** Provided entries follows **

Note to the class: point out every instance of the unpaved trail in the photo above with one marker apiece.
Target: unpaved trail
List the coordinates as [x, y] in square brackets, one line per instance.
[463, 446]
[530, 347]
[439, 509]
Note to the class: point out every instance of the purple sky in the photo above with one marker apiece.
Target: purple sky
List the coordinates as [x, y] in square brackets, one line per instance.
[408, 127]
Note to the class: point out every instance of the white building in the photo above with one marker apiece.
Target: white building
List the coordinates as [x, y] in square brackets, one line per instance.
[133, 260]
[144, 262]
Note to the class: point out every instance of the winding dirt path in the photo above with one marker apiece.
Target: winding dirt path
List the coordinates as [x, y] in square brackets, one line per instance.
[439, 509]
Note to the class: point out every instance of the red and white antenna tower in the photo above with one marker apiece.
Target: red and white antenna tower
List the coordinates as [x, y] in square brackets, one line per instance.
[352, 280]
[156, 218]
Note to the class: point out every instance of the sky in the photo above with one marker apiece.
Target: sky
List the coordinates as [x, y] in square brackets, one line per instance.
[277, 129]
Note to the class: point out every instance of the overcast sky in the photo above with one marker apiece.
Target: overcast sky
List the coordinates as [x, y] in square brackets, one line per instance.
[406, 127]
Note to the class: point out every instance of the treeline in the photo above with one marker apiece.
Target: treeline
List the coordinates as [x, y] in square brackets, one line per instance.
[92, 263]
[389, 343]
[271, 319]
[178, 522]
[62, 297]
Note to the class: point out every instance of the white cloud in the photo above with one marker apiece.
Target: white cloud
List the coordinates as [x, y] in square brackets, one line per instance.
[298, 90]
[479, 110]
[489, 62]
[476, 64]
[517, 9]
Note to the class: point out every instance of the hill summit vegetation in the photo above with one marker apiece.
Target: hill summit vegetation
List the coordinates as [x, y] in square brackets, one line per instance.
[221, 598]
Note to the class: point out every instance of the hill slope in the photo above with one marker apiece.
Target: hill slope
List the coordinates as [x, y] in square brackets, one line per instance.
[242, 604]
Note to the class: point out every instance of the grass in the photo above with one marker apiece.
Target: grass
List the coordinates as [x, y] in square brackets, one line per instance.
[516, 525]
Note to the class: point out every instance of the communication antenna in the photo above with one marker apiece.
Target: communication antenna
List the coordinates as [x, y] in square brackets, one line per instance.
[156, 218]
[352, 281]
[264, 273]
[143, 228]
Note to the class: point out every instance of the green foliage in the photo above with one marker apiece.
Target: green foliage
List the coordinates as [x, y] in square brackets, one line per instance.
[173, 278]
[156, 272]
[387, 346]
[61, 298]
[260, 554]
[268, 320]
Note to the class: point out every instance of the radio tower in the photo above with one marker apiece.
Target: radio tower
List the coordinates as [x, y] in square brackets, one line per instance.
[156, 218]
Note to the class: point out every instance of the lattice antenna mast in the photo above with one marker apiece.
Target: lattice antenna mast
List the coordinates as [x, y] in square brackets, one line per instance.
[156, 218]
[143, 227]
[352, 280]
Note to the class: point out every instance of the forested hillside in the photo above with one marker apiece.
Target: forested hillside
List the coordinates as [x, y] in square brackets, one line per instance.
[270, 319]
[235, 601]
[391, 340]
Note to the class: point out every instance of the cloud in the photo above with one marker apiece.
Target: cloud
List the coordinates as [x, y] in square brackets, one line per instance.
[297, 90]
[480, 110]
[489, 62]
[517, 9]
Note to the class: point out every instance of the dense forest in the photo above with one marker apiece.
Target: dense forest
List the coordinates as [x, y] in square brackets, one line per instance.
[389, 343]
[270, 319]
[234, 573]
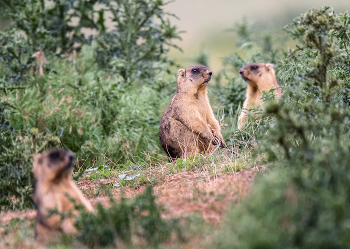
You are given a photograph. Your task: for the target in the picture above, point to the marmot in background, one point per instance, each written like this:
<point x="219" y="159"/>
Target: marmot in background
<point x="53" y="182"/>
<point x="259" y="77"/>
<point x="188" y="126"/>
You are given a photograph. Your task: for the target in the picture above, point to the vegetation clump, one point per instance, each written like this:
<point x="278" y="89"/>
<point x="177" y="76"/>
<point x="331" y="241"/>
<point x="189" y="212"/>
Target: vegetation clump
<point x="303" y="202"/>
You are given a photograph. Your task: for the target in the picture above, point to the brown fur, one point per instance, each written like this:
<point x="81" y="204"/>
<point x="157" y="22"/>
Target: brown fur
<point x="259" y="77"/>
<point x="53" y="184"/>
<point x="188" y="126"/>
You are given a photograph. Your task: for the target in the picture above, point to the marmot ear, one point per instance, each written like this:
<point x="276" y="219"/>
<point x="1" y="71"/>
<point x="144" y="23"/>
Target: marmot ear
<point x="268" y="66"/>
<point x="182" y="72"/>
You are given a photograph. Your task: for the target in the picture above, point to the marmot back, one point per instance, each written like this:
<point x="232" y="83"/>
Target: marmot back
<point x="53" y="184"/>
<point x="259" y="77"/>
<point x="188" y="126"/>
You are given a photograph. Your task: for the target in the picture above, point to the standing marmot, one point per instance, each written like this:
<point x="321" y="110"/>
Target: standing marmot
<point x="188" y="125"/>
<point x="259" y="77"/>
<point x="52" y="174"/>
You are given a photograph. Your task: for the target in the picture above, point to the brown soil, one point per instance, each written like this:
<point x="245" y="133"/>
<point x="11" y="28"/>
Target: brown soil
<point x="180" y="194"/>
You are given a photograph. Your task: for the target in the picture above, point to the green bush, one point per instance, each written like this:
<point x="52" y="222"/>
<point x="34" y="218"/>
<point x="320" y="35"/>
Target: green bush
<point x="87" y="100"/>
<point x="303" y="202"/>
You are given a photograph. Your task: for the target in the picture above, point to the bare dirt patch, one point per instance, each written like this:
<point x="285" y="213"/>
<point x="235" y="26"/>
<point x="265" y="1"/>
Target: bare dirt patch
<point x="180" y="194"/>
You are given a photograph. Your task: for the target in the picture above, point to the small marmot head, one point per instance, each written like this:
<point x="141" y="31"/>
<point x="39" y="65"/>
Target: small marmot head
<point x="194" y="76"/>
<point x="52" y="166"/>
<point x="254" y="72"/>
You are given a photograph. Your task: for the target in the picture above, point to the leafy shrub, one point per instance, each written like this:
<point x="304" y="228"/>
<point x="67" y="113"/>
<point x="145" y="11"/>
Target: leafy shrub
<point x="303" y="203"/>
<point x="106" y="114"/>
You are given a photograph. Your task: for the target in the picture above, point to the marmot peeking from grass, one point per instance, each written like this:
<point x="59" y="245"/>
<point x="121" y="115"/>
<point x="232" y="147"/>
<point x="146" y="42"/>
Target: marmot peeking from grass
<point x="259" y="77"/>
<point x="53" y="185"/>
<point x="188" y="126"/>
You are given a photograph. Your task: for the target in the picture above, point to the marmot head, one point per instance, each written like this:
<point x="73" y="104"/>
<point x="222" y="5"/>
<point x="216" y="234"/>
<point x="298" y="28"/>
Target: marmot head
<point x="255" y="73"/>
<point x="52" y="166"/>
<point x="194" y="77"/>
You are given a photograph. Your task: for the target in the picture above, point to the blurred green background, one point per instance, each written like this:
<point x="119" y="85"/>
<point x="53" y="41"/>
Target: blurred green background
<point x="206" y="23"/>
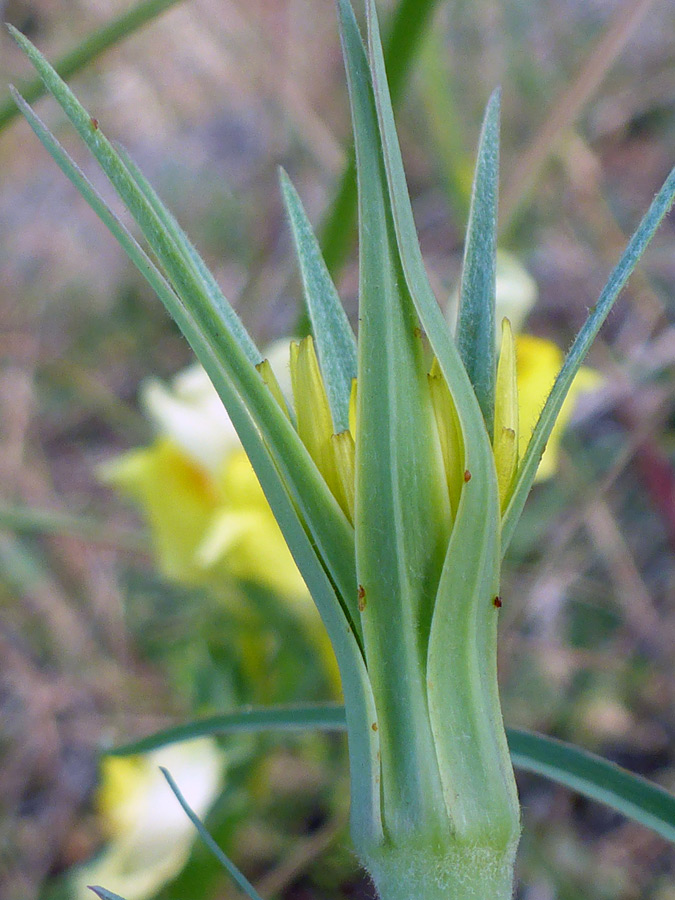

** End of Provided entries **

Work instructions:
Transcribe every entry above exactly as it stands, but skip the images.

Written response:
Note to the class: point out every instance of the unpaved trail in the photo above with one marker apiece.
Target: unpaved trail
List the coordinates as [x, y] in square brackets, one line per instance.
[463, 446]
[530, 347]
[439, 509]
Note to the class: point out every instance of the purple sky in the photo above with one marker apiece.
Target: purple sky
List the coordinates as [x, y] in square brackets, one line per instance.
[408, 127]
Note to the class: point out every instance of the white building in the photo above with one marker apiece.
Target: white building
List the coordinates as [x, y] in square brackets, one line per instance.
[133, 260]
[144, 262]
Note to the class: point out every instance of the winding dirt path in the photo above with one marker apiece.
Target: winding dirt path
List the coordinates as [x, y] in square brackets, one line per instance.
[439, 509]
Note to the class: point out every instance of the red and white antenna tower in the photo above with one marker apiece.
Target: red and white antenna tower
List the coordinates as [x, y] in square brackets, one line per instance.
[352, 280]
[156, 218]
Note to the class: point out every instance of the sky in the photo above with one marker apiece.
Target: sky
List the coordinates as [x, y] in square brackets, one line per instance.
[277, 129]
Note to the class: point out every instance of the overcast sky in the photo above with one marker apiece.
Target: overcast sky
List the coordinates as [x, y] in square brackets, one line per instance.
[406, 127]
Note to the class: point out every instance of the treeline in the photo above with one marker apiece.
Target: treeline
List the coordinates as [x, y] in square brackets, one line per instance.
[92, 263]
[389, 343]
[271, 319]
[178, 522]
[62, 297]
Note to the class: point out every instance of the white cloud in the photo above with one marker apiece.
Target: white cloud
List the coordinates as [x, y] in square brackets, one line per instance.
[298, 90]
[479, 110]
[489, 62]
[476, 64]
[517, 9]
Note to the class: point out every instance of the hill summit vegetation in the photo above with one marker apiece.
Target: hill summit vegetation
List the coordinates as [x, y] in square brackets, one line per instance.
[221, 598]
Note to the class: point out every instance of the hill slope in the photo above with one marker apiece.
Target: hill slope
List the coordinates as [x, y] in square brackets, one line per instance.
[242, 604]
Note to the class: point out every instance of the grass in the photo above with one marker apiece.
Target: grass
List the coordinates as [x, y] in square brackets, one line per instance.
[516, 525]
Note to the class: point out every instance of the communication antenna in the photo above with one marker apiece.
Target: communication antenna
List the coordinates as [x, y] in square brackets, one line per instance.
[156, 218]
[352, 281]
[264, 273]
[143, 228]
Note to the class: point out every instance of the green foliage in the photo above with one marker apiece.
Target: green foliage
List the coordinates as [x, y] in square brackets, one line per instance.
[173, 278]
[156, 272]
[387, 346]
[61, 298]
[260, 554]
[268, 320]
Note to the class: point out every instance of the radio tower in the photo above with one marker apiece.
Target: radio tower
List the coordinates as [x, y] in square brackets, one line per instance.
[156, 218]
Note to the class: point out every instance of the lattice antenna mast in the photo above with one marker apiece.
Target: lattice antenna mast
List the coordinates as [x, y] in square brackets, one line per instance.
[156, 218]
[143, 227]
[352, 280]
Note to the class: point out every instance of the forested hillside in the photo above with one marker apiece.
Target: forested hillside
List the coordinates as [x, y] in square brackets, one line per instance.
[270, 319]
[235, 601]
[391, 340]
Note to the class: point out every instance of the cloud in the photo above with one marker apiece.
Target: cloud
List the coordinates as [x, y] in square brackets, one line per instance.
[297, 90]
[480, 110]
[489, 62]
[517, 9]
Note to the class: point out every instance of the dense forest in the photo above with one marker apiece.
Target: dense forest
List the coordinates as [x, y] in square brackets, one line per instance.
[389, 343]
[270, 319]
[234, 573]
You are given a photograph. Your task: for the target in the picture above, point to the marmot in background, one point per instance, each written like this:
<point x="219" y="159"/>
Target: marmot in background
<point x="53" y="182"/>
<point x="259" y="77"/>
<point x="188" y="126"/>
You are given a photograph. Your task: for the target in the picture above, point to the vegetation clump, one point per instance, each written like this:
<point x="278" y="89"/>
<point x="177" y="76"/>
<point x="331" y="241"/>
<point x="189" y="212"/>
Target: vegetation clump
<point x="303" y="202"/>
You are given a photograph. Your task: for the target in the picture above, point to the brown fur, one point per instance, each written like this:
<point x="81" y="204"/>
<point x="157" y="22"/>
Target: brown fur
<point x="259" y="77"/>
<point x="53" y="184"/>
<point x="188" y="126"/>
You are given a photograph. Your task: for the target in the picture above, point to the marmot ear, one point per instance, each written like this:
<point x="276" y="219"/>
<point x="1" y="71"/>
<point x="144" y="23"/>
Target: marmot ear
<point x="268" y="66"/>
<point x="182" y="72"/>
You are given a photograph. Your task: for the target in the picture above, point to the marmot back, one point per instance, each written like this:
<point x="232" y="83"/>
Target: marmot back
<point x="53" y="184"/>
<point x="259" y="77"/>
<point x="188" y="126"/>
You are given a photograph. Your task: for the target in the picture above, point to the standing marmot, one point per instance, each written like this:
<point x="321" y="110"/>
Target: standing marmot
<point x="188" y="125"/>
<point x="259" y="77"/>
<point x="52" y="174"/>
You are given a photograph. Your task: for the target in the picture above, point to the brown soil, one point per instance, each written like this:
<point x="245" y="133"/>
<point x="11" y="28"/>
Target: brown soil
<point x="180" y="194"/>
You are given a photograph. Your task: for the target in the picture above, point to the green bush, one point per instance, each written like this:
<point x="52" y="222"/>
<point x="34" y="218"/>
<point x="320" y="35"/>
Target: green bush
<point x="87" y="100"/>
<point x="303" y="202"/>
You are given a photograph. Your task: for the target in the picture above, point to the bare dirt patch, one point per instance, each written like this:
<point x="285" y="213"/>
<point x="235" y="26"/>
<point x="265" y="1"/>
Target: bare dirt patch
<point x="180" y="194"/>
You are given a photograph. Your task: for the target in the picture above, point to the small marmot head, one point per instance, each written like this:
<point x="141" y="31"/>
<point x="39" y="65"/>
Target: small marmot head
<point x="194" y="76"/>
<point x="52" y="166"/>
<point x="254" y="72"/>
You are given a photograph. Your task: for the target in the picture above, point to the leafy shrub, one point per instance, each written like this:
<point x="304" y="228"/>
<point x="67" y="113"/>
<point x="145" y="11"/>
Target: leafy shrub
<point x="303" y="203"/>
<point x="106" y="114"/>
You are given a photograph. Your task: for the target in the picture above, point to the marmot peeking from grass, one point per instance, each written like this:
<point x="59" y="245"/>
<point x="121" y="115"/>
<point x="232" y="147"/>
<point x="146" y="42"/>
Target: marmot peeking from grass
<point x="259" y="77"/>
<point x="53" y="185"/>
<point x="188" y="126"/>
You are given a photograph. Your task: for the target in the picture above, point to the marmot head, one point per instance, each written like this:
<point x="73" y="104"/>
<point x="222" y="5"/>
<point x="216" y="234"/>
<point x="298" y="28"/>
Target: marmot head
<point x="255" y="73"/>
<point x="52" y="166"/>
<point x="194" y="77"/>
You are given a photograph. Your task: for the target in the picture above, point to the blurred green background, one point per instance, each written like this:
<point x="119" y="85"/>
<point x="53" y="41"/>
Target: blurred green background
<point x="206" y="23"/>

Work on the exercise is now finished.